::: Recorded data

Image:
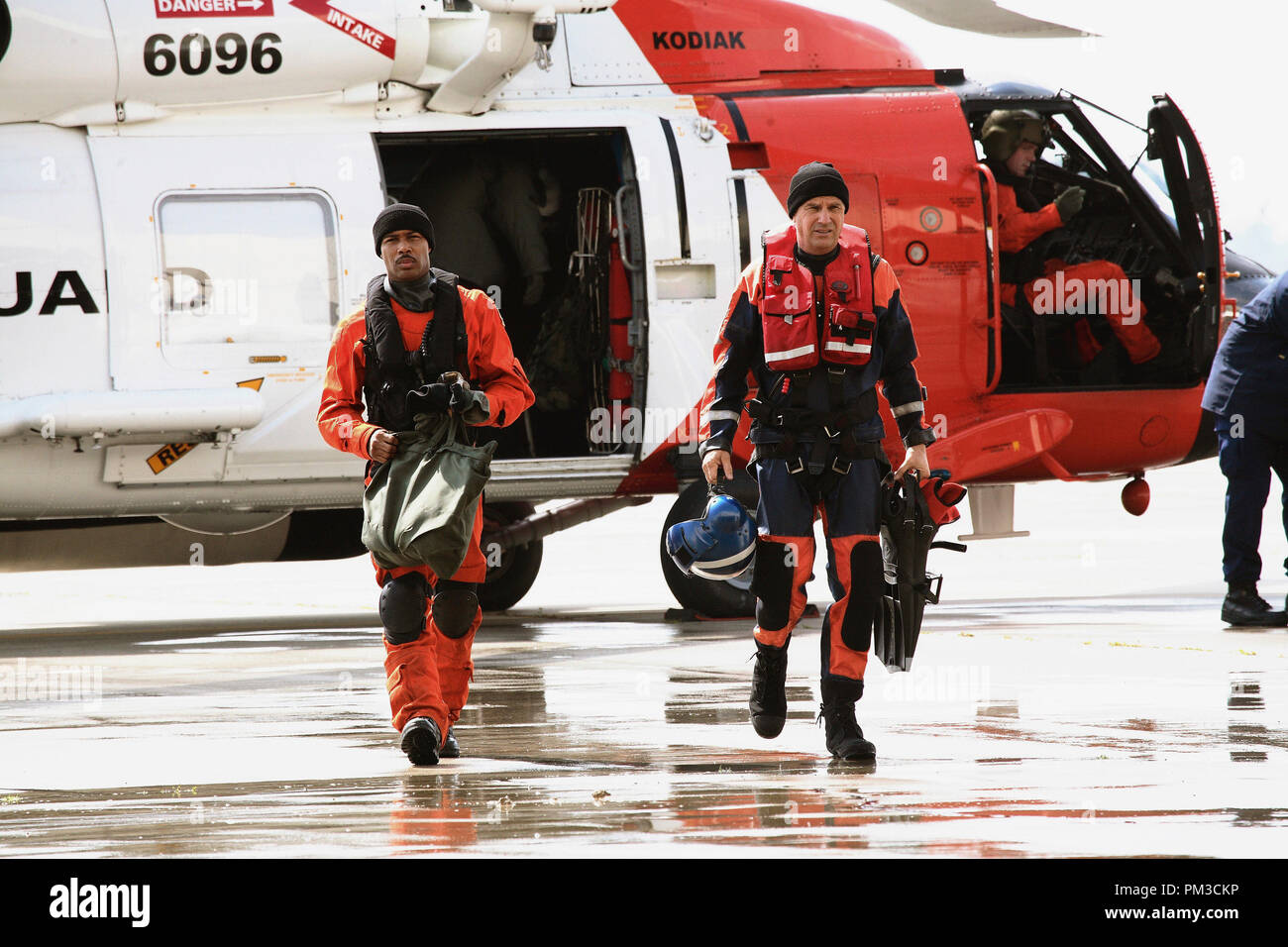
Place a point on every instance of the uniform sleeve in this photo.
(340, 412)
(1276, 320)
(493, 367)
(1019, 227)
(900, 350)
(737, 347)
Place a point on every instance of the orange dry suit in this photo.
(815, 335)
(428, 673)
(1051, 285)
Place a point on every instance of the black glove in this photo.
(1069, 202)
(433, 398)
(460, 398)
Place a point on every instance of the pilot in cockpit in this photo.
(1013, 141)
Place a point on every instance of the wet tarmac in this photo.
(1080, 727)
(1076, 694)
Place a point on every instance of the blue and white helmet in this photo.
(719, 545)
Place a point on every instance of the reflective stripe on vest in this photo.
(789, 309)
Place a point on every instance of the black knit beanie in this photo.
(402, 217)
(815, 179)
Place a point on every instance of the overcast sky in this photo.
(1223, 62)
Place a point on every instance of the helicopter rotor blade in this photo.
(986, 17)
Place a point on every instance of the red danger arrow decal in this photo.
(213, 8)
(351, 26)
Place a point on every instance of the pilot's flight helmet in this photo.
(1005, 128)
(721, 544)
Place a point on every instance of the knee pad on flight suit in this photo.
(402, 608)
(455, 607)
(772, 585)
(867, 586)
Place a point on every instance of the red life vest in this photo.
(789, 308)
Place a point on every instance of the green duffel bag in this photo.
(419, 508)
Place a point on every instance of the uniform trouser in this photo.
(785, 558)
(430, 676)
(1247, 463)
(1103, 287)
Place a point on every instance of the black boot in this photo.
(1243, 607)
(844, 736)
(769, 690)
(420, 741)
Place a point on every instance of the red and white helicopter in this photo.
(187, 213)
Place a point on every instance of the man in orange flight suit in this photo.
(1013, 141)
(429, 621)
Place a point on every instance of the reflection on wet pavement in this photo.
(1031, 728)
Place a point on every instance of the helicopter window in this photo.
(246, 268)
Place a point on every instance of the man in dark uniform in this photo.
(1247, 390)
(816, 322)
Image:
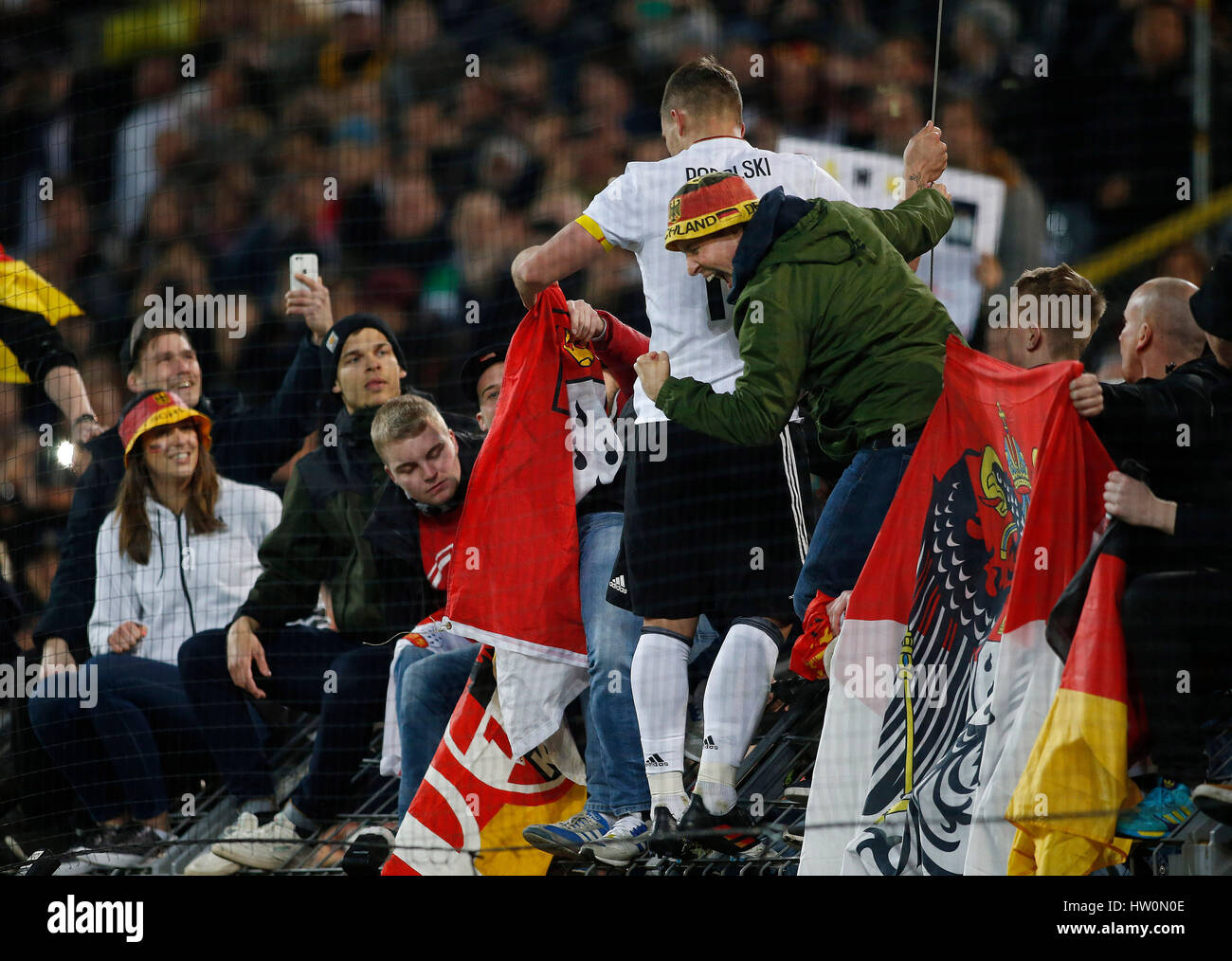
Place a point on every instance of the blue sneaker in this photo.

::::::

→ Given exercise: Substitute "image" for "photo" in the lines of the items from the one containing "Place a point on every instance of the helicopter window" through the end of the items, and reproduce those lines with everything else unchanged. Leave the pictures out of your answer.

→ Reply to the task:
Place a point on every instance of the helicopter window in this image.
(246, 268)
Place a point on every instance of the man in dark uniform in this image.
(1247, 390)
(816, 322)
Image:
Place a point on every instance of the blue sneaker in this image.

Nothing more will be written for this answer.